**Stored items:**
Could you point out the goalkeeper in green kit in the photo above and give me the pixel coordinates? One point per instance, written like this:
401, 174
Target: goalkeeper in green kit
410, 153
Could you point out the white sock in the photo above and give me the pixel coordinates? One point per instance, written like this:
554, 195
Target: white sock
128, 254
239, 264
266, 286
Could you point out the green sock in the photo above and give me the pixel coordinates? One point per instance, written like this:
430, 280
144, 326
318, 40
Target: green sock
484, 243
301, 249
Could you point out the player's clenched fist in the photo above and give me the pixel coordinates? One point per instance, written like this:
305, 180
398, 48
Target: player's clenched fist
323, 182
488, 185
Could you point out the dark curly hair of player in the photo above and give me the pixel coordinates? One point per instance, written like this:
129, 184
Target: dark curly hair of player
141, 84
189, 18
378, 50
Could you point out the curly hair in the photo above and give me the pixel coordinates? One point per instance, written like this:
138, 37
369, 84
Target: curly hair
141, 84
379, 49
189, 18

**About this task:** Please copy the data above in its entirety, exactly as written.

**Final answer:**
Could you point out the goalkeeper in green kit in the photo above and give me the pixel coordinates? One point per instance, written like this:
401, 174
Target: goalkeeper in green kit
410, 153
Could you point out the white sock in the photo above and give me the pixel coordinates? One point per instance, written like this:
554, 195
Target: white sock
128, 254
239, 264
266, 286
Could you point out the green sock in the photo above and give me the pixel coordinates? One point per instance, written like this:
430, 280
144, 326
318, 40
Target: green sock
484, 243
301, 249
Could you point out the player's clenched fist in the photo above and give me the pixel coordinates? One point per instance, written like this:
305, 180
398, 48
Target: player's clenched fist
323, 182
488, 185
Could you point out the dark curly hair of player in the photo above and give me the pixel coordinates? One point per instance, written like this:
129, 184
Target: dark curly hair of player
141, 84
189, 18
378, 50
Could you point out the curly hair in the photo above and give me the pixel coordinates? One point per instance, written like this:
138, 37
369, 84
Target: curly hair
141, 84
379, 49
189, 18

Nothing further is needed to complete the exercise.